### What to produce
Each line from the one containing "Indicate the woman holding" through the end of the listing below must be copied exactly; pictures are excluded.

### Stored rows
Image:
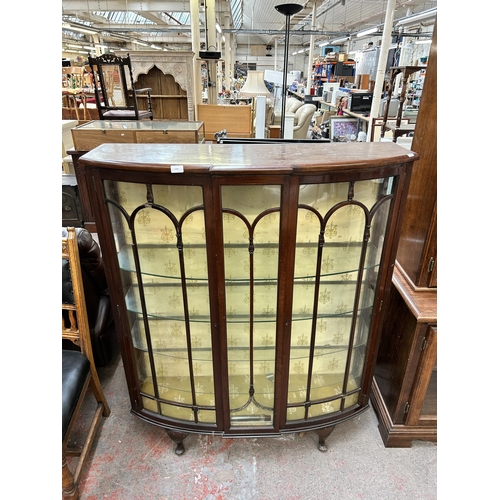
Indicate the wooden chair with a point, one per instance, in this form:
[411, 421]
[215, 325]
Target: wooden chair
[78, 368]
[116, 97]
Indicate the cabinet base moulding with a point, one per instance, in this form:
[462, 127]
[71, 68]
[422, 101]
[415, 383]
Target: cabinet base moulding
[398, 435]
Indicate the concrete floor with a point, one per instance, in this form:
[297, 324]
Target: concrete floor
[134, 460]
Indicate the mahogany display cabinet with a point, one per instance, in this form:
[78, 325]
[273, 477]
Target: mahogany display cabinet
[248, 280]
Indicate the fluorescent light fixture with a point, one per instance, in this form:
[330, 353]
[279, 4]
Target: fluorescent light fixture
[72, 27]
[339, 40]
[427, 14]
[367, 32]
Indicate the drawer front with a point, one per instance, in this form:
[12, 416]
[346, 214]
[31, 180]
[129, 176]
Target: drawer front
[170, 136]
[85, 140]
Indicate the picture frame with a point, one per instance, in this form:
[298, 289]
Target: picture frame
[377, 127]
[343, 127]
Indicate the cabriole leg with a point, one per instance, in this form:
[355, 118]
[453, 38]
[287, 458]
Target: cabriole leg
[323, 434]
[178, 438]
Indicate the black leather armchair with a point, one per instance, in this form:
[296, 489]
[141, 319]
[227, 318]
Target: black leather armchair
[101, 323]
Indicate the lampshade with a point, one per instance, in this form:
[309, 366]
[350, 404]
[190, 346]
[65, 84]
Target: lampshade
[254, 85]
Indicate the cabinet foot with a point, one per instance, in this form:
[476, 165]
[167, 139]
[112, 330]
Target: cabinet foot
[323, 434]
[178, 439]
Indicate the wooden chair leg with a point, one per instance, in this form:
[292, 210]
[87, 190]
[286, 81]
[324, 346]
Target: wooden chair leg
[70, 488]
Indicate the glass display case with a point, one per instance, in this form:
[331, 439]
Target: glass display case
[248, 280]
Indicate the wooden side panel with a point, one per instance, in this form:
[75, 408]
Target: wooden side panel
[412, 255]
[395, 348]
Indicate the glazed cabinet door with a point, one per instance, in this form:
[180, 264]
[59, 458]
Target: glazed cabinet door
[339, 246]
[251, 222]
[161, 243]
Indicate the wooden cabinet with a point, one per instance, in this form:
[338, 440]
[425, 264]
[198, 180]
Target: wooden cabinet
[248, 281]
[404, 389]
[94, 133]
[405, 384]
[236, 120]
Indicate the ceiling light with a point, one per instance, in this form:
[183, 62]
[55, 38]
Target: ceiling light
[417, 17]
[72, 27]
[367, 32]
[339, 40]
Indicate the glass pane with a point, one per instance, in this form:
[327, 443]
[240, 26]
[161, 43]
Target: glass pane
[160, 240]
[338, 251]
[251, 258]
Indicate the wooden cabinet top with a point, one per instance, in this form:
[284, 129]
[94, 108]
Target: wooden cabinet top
[249, 158]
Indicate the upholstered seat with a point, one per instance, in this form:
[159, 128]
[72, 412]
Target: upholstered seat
[78, 369]
[75, 369]
[100, 317]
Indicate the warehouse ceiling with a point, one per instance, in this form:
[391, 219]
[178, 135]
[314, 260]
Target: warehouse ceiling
[167, 24]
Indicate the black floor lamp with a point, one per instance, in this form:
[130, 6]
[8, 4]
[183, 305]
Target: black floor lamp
[288, 9]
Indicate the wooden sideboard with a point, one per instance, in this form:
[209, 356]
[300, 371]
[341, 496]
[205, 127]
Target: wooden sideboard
[92, 134]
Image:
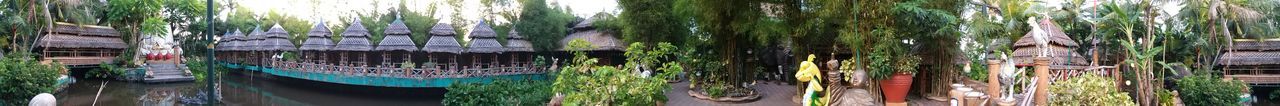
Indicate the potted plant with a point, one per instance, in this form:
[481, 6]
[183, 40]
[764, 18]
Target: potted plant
[894, 68]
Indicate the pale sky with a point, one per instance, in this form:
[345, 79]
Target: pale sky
[330, 10]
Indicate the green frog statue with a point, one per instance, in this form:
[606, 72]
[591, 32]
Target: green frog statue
[810, 73]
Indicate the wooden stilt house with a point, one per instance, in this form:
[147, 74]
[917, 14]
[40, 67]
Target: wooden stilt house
[318, 42]
[1252, 61]
[76, 45]
[275, 41]
[606, 46]
[484, 49]
[396, 46]
[442, 50]
[353, 46]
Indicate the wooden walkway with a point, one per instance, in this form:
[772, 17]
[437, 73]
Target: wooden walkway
[392, 77]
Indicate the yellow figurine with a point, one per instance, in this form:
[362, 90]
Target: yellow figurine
[809, 73]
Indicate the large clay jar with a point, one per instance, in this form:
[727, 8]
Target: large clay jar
[895, 87]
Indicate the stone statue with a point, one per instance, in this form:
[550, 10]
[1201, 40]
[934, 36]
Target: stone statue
[810, 73]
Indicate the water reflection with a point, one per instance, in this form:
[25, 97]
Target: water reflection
[245, 90]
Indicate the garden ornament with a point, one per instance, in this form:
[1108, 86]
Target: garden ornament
[809, 73]
[1040, 36]
[1009, 74]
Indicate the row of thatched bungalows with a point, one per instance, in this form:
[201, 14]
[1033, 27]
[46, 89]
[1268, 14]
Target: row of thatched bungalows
[442, 56]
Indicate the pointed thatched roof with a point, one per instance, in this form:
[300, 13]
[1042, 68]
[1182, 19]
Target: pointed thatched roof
[484, 40]
[277, 40]
[224, 44]
[1253, 45]
[397, 38]
[443, 40]
[72, 41]
[600, 40]
[1249, 58]
[254, 40]
[234, 40]
[1251, 52]
[318, 38]
[99, 31]
[1063, 47]
[74, 36]
[517, 44]
[355, 38]
[589, 23]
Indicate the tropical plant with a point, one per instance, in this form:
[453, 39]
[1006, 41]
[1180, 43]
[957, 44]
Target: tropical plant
[1098, 91]
[499, 93]
[584, 83]
[1206, 90]
[22, 78]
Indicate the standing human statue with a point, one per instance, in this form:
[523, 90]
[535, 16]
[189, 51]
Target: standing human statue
[810, 73]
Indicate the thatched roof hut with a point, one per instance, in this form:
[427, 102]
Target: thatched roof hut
[277, 40]
[484, 40]
[223, 45]
[1252, 52]
[397, 38]
[254, 40]
[355, 38]
[72, 36]
[318, 38]
[1063, 47]
[1252, 61]
[517, 44]
[442, 40]
[600, 40]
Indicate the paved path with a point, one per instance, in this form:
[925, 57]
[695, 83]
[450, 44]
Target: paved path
[775, 95]
[780, 95]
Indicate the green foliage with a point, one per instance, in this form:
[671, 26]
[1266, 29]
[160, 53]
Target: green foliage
[978, 72]
[584, 83]
[499, 93]
[888, 55]
[1088, 90]
[419, 22]
[542, 24]
[22, 79]
[650, 21]
[1210, 91]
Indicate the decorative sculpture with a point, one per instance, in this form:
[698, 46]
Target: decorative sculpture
[1040, 36]
[809, 73]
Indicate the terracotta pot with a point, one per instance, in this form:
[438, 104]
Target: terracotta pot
[895, 87]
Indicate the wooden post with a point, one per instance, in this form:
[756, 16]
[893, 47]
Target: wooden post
[993, 79]
[1042, 83]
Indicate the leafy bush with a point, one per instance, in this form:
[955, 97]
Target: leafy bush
[1210, 91]
[1088, 90]
[22, 79]
[499, 93]
[584, 83]
[977, 72]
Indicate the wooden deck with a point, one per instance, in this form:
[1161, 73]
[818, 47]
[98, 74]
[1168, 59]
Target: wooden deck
[1257, 79]
[78, 60]
[392, 77]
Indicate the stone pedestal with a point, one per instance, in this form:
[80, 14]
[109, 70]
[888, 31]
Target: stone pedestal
[1042, 83]
[993, 79]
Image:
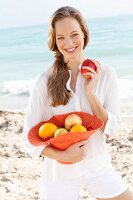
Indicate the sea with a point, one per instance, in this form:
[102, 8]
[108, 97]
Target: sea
[24, 54]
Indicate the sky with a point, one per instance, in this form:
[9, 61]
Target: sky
[29, 12]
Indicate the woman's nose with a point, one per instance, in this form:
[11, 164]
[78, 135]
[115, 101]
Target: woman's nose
[69, 42]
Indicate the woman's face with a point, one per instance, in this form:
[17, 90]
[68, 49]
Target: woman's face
[69, 38]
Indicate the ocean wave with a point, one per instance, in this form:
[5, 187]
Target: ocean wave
[17, 87]
[23, 87]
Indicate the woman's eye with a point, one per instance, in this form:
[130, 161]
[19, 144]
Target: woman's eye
[75, 34]
[60, 38]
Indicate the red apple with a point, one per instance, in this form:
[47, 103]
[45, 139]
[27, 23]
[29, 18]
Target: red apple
[88, 63]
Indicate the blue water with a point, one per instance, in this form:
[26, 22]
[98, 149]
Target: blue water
[24, 54]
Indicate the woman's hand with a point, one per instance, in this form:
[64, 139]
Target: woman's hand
[90, 85]
[74, 153]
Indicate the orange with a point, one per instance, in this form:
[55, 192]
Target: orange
[78, 128]
[47, 130]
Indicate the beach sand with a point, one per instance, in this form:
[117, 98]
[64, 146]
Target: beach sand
[19, 174]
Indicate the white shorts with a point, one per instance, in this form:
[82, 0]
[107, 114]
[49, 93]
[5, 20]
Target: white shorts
[103, 184]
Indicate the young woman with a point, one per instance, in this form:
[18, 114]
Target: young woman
[63, 89]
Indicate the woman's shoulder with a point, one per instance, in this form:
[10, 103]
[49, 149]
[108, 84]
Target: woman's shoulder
[42, 77]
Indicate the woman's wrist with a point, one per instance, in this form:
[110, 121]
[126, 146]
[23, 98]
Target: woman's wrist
[52, 153]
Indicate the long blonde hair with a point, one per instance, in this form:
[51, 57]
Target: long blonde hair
[56, 85]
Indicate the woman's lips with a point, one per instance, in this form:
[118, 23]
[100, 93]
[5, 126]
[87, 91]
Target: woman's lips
[70, 49]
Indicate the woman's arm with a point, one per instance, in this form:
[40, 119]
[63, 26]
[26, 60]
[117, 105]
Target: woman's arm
[110, 110]
[75, 153]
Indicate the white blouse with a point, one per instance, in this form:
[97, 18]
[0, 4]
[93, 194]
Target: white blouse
[39, 110]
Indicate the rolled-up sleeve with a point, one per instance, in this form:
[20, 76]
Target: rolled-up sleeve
[112, 106]
[37, 111]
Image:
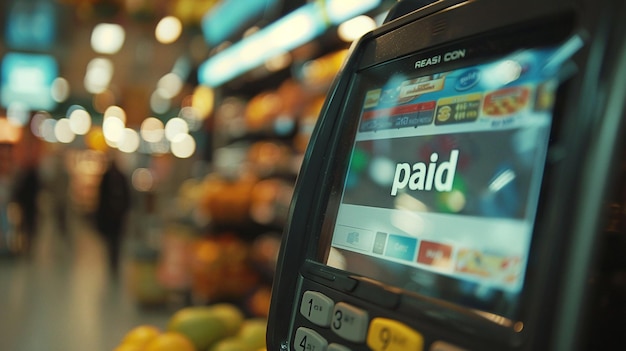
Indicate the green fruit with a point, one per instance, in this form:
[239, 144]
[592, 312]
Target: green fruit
[252, 332]
[205, 325]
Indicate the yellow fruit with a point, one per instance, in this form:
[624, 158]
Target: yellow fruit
[231, 344]
[230, 315]
[170, 341]
[205, 325]
[128, 347]
[141, 335]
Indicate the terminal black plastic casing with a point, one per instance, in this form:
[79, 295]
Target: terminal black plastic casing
[583, 172]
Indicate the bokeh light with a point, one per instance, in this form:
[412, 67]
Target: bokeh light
[18, 114]
[9, 133]
[355, 28]
[152, 130]
[129, 141]
[168, 30]
[183, 146]
[115, 111]
[63, 132]
[80, 120]
[60, 89]
[174, 127]
[142, 179]
[170, 85]
[113, 129]
[99, 75]
[107, 38]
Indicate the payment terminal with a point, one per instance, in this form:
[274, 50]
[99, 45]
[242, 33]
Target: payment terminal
[464, 186]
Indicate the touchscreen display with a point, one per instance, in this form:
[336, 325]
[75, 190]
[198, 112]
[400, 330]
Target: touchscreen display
[444, 173]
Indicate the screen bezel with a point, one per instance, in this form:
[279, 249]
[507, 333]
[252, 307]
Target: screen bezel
[485, 46]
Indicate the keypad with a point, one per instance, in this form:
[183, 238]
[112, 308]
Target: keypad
[317, 308]
[444, 346]
[337, 347]
[349, 322]
[353, 324]
[309, 340]
[390, 335]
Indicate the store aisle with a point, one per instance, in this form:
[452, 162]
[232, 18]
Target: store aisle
[63, 298]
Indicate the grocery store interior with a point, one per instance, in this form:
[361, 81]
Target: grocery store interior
[148, 152]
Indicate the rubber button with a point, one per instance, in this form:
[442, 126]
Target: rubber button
[309, 339]
[317, 308]
[390, 335]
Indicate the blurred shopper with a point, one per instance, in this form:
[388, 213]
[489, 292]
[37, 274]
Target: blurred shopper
[25, 195]
[111, 212]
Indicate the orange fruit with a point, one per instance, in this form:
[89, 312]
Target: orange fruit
[170, 341]
[141, 335]
[128, 347]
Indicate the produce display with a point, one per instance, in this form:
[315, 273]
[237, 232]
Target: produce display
[218, 327]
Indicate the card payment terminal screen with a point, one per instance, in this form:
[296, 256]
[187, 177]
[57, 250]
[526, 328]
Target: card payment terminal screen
[442, 183]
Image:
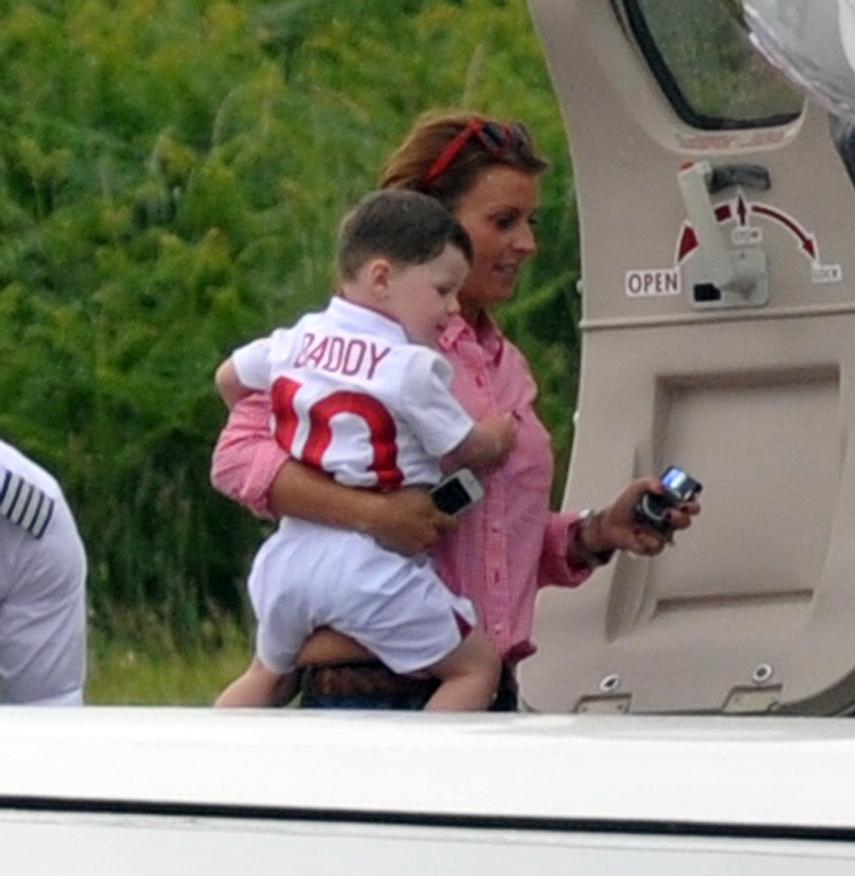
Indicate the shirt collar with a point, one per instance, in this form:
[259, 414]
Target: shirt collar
[488, 336]
[359, 318]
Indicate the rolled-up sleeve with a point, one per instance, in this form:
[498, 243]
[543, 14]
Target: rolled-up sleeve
[247, 457]
[557, 564]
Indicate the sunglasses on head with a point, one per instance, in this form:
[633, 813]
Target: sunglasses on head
[496, 138]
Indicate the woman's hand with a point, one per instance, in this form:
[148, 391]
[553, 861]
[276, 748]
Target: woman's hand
[407, 521]
[616, 528]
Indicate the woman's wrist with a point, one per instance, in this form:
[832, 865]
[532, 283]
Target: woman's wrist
[591, 545]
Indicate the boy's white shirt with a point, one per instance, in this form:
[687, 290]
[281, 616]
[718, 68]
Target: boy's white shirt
[411, 381]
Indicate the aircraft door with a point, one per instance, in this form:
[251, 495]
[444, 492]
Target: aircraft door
[718, 260]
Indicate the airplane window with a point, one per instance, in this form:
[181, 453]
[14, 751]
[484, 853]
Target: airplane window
[706, 67]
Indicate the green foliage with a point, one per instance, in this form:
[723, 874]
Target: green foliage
[171, 176]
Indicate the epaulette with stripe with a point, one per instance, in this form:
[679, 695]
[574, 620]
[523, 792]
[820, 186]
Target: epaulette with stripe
[24, 504]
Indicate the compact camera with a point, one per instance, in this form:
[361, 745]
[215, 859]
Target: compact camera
[457, 492]
[652, 508]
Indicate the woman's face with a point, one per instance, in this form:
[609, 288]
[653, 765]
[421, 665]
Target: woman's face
[499, 213]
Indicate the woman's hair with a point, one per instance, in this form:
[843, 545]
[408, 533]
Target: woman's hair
[445, 153]
[408, 228]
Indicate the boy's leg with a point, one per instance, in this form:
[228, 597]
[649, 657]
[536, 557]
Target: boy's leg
[258, 686]
[469, 676]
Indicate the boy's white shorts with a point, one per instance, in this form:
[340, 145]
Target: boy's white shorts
[306, 576]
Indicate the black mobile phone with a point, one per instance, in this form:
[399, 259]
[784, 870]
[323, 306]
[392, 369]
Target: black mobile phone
[679, 487]
[457, 492]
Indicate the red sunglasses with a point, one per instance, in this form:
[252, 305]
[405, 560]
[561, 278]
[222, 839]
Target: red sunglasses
[497, 139]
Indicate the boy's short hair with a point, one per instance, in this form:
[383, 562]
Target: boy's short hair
[408, 228]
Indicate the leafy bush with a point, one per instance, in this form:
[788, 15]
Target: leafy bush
[171, 176]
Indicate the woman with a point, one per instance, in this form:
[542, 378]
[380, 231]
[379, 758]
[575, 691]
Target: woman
[507, 546]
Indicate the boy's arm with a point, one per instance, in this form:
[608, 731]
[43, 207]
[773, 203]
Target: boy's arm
[250, 467]
[228, 384]
[487, 444]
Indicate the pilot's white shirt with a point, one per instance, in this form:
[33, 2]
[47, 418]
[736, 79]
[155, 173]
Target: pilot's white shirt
[42, 588]
[374, 410]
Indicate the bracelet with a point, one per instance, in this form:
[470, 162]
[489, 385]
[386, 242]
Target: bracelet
[590, 558]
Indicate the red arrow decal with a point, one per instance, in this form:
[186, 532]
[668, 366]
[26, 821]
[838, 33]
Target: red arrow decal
[807, 241]
[741, 210]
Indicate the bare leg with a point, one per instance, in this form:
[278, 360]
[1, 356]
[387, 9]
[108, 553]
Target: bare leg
[469, 676]
[258, 686]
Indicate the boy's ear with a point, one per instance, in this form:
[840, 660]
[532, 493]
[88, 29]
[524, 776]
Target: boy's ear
[379, 272]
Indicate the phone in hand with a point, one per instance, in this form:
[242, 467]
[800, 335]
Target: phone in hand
[652, 508]
[457, 492]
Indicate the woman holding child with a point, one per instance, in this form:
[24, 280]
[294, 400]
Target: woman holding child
[503, 549]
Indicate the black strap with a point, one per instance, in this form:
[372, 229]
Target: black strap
[24, 504]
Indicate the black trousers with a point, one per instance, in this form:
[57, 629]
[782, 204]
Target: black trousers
[373, 686]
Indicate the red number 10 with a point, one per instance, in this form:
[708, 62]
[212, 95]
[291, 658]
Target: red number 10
[381, 428]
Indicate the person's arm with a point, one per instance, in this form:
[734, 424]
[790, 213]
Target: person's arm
[405, 521]
[228, 384]
[250, 467]
[575, 544]
[487, 445]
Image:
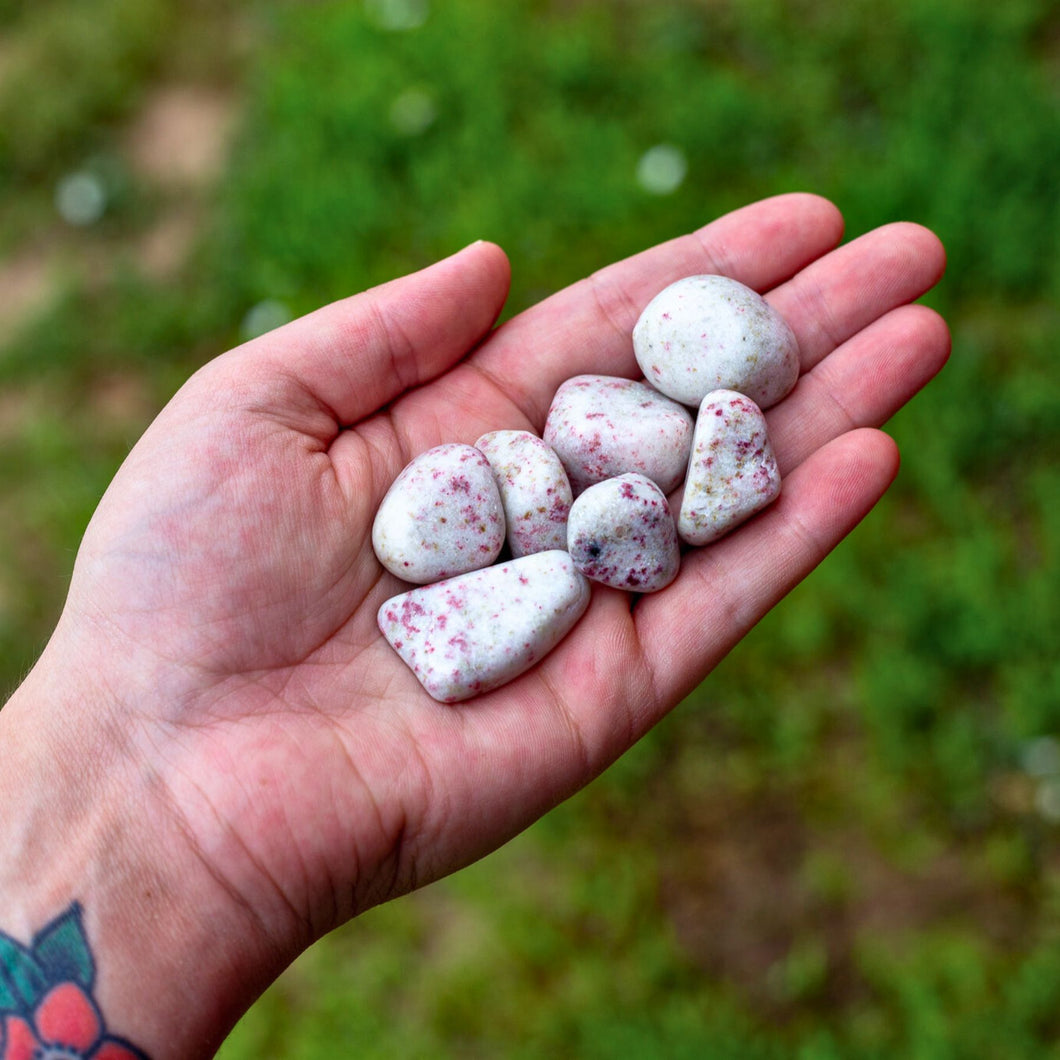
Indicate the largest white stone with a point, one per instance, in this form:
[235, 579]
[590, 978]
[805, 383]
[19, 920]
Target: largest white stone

### Exercise output
Indicate the woman holding child with a point, one per instance, in this form:
[24, 280]
[294, 400]
Target: woman holding child
[503, 549]
Indicate the black strap with a point, one per instance, in this form:
[372, 229]
Target: black strap
[24, 504]
Indicate the black trousers with a point, one per instance, in this form:
[57, 629]
[782, 204]
Target: black trousers
[373, 686]
Indicate the red number 10 with a point, one per instance, in this form:
[708, 62]
[212, 95]
[291, 658]
Target: red number 10
[381, 428]
Indicate the person's arm with a point, one per instance, in this form:
[734, 424]
[790, 213]
Target: person's arm
[405, 521]
[228, 384]
[250, 467]
[575, 544]
[487, 445]
Image:
Indicate the largest white stone with a point, one per instance, in this form:
[235, 579]
[590, 978]
[805, 383]
[19, 920]
Target: largest white stone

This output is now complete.